* _EXERCISE GOAL_:
Please return only the lines from the one holding "each like (243,119)." through the one holding "each like (113,69).", exactly as they appear in the records below, both ends included.

* _DATA RECORDS_:
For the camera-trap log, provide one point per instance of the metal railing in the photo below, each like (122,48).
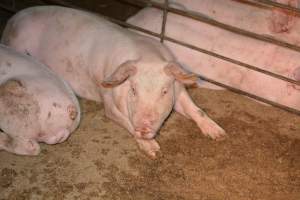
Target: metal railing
(200,17)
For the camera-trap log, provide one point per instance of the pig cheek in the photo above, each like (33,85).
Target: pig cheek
(131,105)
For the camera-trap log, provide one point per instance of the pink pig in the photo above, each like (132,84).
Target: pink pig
(35,104)
(136,77)
(267,56)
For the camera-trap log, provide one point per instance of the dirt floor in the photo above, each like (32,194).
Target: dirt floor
(259,160)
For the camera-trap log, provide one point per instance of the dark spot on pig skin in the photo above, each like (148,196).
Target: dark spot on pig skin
(201,113)
(8,64)
(7,177)
(72,112)
(56,105)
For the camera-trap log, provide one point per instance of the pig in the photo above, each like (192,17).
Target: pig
(35,104)
(278,23)
(137,79)
(264,55)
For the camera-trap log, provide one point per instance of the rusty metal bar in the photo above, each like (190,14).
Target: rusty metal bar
(200,17)
(163,28)
(8,9)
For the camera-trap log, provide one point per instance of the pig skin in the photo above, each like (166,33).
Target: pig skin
(136,77)
(35,104)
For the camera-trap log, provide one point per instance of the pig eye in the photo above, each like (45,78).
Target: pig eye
(164,91)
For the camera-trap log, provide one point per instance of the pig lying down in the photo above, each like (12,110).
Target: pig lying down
(264,55)
(137,78)
(35,105)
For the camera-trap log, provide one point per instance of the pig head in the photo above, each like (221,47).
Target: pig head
(145,92)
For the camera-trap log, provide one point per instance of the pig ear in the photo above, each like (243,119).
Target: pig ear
(181,75)
(282,20)
(120,75)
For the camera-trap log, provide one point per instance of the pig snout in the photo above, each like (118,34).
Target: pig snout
(144,126)
(72,111)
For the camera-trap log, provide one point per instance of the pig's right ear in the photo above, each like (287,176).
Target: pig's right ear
(120,75)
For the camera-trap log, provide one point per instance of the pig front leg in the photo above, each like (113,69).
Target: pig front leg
(19,145)
(185,106)
(150,147)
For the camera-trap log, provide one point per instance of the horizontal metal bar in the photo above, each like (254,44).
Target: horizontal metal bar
(289,109)
(275,104)
(7,8)
(203,18)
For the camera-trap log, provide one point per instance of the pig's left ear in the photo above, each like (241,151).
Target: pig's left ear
(120,75)
(181,75)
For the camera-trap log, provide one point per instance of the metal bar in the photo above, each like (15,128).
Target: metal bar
(279,5)
(289,109)
(163,28)
(200,17)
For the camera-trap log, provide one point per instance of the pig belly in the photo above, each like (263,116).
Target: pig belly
(261,54)
(19,111)
(57,49)
(257,19)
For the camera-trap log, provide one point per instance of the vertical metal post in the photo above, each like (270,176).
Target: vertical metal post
(163,28)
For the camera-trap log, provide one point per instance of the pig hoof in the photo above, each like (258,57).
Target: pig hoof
(213,130)
(150,147)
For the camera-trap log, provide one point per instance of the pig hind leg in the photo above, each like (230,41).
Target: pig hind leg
(185,106)
(150,147)
(18,145)
(282,20)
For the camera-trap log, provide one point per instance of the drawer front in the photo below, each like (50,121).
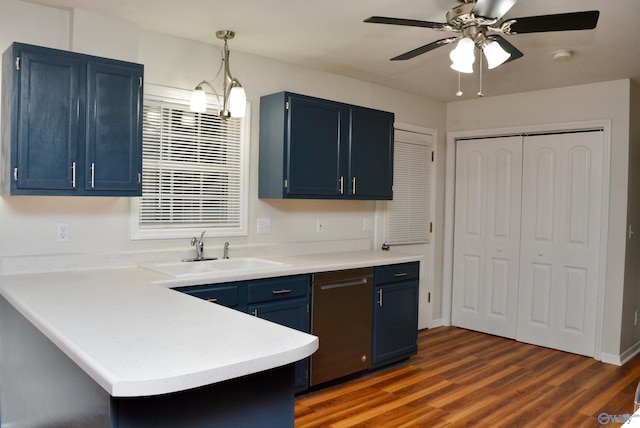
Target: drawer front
(395,273)
(278,288)
(226,295)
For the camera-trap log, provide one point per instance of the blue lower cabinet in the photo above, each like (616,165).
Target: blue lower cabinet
(395,313)
(283,300)
(292,313)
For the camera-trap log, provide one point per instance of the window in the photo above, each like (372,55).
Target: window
(408,216)
(194,170)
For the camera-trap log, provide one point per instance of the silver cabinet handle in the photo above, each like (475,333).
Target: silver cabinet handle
(344,284)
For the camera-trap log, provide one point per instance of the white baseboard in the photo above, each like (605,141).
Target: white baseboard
(628,354)
(436,323)
(610,359)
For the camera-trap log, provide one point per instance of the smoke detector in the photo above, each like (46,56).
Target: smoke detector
(562,55)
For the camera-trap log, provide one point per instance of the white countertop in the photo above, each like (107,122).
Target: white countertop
(136,337)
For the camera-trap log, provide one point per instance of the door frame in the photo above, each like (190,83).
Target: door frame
(449,206)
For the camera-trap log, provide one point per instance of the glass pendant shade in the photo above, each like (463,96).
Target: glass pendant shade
(495,54)
(463,56)
(237,101)
(198,100)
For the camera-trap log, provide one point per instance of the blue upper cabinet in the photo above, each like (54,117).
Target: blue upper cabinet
(71,124)
(312,148)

* _EXPECTED ANSWER_:
For the camera-trap log, provide one point per instance of the pig ear in the photo above, each like (243,119).
Target: pig ear
(181,75)
(282,20)
(120,75)
For the camera-trap log, provide one point per instance of the pig snout in the photo above, each like (118,34).
Target: pig snout
(144,126)
(72,111)
For the camera-trap log, provide one point per instance of the pig's right ear in the photo above, each like (287,176).
Target: pig's right ear
(120,75)
For the camera-trap log, provide one point per instance of the pig front leg in the photo above, each like (113,69).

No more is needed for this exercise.